Antarctica’s sea ice hasn’t just been affected by one problem triggered by climate change, but three compounding ones hitting in sequence, according to a study published in the journal Science Advances. Together, they have driven sea ice to record-breaking lows, with consequences that could affect the entire planet.
A Slow Build-Up, Then a Sudden Collapse
For decades, Antarctica seemed almost immune to the effects of climate change. While the rest of the world warmed, the sea ice surrounding the frozen continent actually grew. But in 2015, something shifted dramatically and scientists have now pieced together exactly what happened.
A new study led by the University of Southampton, UK found that the collapse of Antarctic sea ice happened in three distinct stages, with each one making the next worse.
It began quietly around 2013, when shifting winds started pulling warm, salty water up from the deep ocean towards the surface. This deep water, known as Circumpolar Deep Water, had been sitting far below for a long time, slowly accumulating heat.
Then in 2015, stronger winds mixed that deep heat directly into the surface layer of the ocean. The effect was rapid and dramatic and sea ice melted at an extraordinary rate, particularly around East Antarctica.

→ Task statement: Continue the Antarctic sea ice article from the end of its last paragraph, picking up after the 2015 melt around East Antarctica.

→ Dataset excerpts:
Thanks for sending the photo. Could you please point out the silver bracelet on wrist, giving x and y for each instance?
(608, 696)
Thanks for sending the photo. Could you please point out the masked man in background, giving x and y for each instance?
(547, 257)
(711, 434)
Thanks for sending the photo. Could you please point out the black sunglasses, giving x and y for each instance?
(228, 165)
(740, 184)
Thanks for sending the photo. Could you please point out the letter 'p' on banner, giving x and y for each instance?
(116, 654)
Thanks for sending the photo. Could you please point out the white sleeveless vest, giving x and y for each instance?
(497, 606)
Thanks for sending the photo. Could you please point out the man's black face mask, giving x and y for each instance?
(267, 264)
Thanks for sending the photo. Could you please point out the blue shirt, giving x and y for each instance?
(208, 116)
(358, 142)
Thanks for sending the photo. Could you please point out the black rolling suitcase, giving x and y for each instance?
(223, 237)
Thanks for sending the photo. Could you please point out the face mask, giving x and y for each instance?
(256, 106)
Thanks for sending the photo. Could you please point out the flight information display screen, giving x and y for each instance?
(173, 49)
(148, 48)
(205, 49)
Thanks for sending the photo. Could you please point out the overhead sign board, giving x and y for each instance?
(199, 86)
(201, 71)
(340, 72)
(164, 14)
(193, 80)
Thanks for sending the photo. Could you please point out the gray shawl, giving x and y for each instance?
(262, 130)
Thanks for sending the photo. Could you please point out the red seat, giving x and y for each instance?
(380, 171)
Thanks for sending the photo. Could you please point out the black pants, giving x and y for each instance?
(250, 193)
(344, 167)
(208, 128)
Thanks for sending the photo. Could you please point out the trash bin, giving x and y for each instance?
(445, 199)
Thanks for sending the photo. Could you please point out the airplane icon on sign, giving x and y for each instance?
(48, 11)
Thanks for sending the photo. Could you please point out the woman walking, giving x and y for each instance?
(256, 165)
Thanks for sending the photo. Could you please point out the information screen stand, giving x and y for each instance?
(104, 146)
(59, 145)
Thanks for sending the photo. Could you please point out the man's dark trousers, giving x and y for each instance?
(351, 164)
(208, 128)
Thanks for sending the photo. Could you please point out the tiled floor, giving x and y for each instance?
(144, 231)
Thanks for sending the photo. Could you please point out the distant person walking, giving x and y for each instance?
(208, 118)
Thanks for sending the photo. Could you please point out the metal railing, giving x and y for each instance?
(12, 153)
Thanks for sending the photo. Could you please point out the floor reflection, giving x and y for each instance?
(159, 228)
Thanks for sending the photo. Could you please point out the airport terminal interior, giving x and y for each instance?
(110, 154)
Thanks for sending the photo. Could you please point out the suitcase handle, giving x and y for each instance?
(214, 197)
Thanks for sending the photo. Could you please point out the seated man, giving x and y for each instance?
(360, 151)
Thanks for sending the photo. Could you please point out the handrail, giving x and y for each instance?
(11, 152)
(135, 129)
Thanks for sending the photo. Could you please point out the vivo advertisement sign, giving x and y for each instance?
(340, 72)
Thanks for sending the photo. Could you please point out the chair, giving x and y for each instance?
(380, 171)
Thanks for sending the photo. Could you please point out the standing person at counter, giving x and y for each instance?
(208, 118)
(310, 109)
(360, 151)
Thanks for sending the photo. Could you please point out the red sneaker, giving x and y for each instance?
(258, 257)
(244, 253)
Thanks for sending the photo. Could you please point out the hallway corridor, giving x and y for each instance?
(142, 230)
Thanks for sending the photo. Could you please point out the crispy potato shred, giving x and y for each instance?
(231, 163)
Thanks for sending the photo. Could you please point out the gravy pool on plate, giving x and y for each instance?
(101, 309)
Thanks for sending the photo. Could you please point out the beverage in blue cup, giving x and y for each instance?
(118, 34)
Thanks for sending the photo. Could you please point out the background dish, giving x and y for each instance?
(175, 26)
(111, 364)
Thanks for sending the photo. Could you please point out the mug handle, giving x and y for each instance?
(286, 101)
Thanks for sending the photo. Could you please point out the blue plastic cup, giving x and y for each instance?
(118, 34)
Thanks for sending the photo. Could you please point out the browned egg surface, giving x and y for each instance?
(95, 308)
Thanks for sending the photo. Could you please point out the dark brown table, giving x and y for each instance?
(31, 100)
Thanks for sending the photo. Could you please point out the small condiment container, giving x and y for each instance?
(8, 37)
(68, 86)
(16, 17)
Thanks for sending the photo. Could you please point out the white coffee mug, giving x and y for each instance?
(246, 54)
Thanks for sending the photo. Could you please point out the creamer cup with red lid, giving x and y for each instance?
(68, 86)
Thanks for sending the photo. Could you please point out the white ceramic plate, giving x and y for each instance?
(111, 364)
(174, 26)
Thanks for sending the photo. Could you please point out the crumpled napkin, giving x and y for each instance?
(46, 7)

→ Answer to this exercise:
Since 2018, the situation has worsened further. With less ice covering the ocean, the surface water stays warm and salty, making it much harder for new ice to form. The ocean is now effectively trapped in a self-reinforcing cycle where recovery becomes increasingly difficult.
Lead author Dr Aditya Narayanan described the sequence vividly: “What started as a slow build-up of deep-sea heat under the Antarctic sea ice was followed by a violent mixing of water, ending in a vicious cycle where it’s too warm to let ice recover. It’s concerning because massive loss of sea ice destabilises the world’s ocean current systems, warming our planet far quicker than expected.”
East and West: Different Problems, Same Result
Interestingly, the research found that the ice loss isn’t happening in the same way across the whole continent. In East Antarctica, the main culprit is that surge of warm deep water rising to the surface. In West Antarctica, the picture is slightly different and heat became trapped in the ocean beneath thick cloud cover, brought in by warm air travelling down from the subtropics, driving particularly severe melting in the summers of 2016 and 2019.
The overall scale of the damage has been staggering. By 2023, the loss of sea ice had reached record levels, with an area equivalent to the entire landmass of Greenland simply disappearing.
Why This Matters Far Beyond Antarctica
It would be easy to think of melting Antarctic ice as a distant, contained problem. In reality, what happens at the bottom of the world affects all of us.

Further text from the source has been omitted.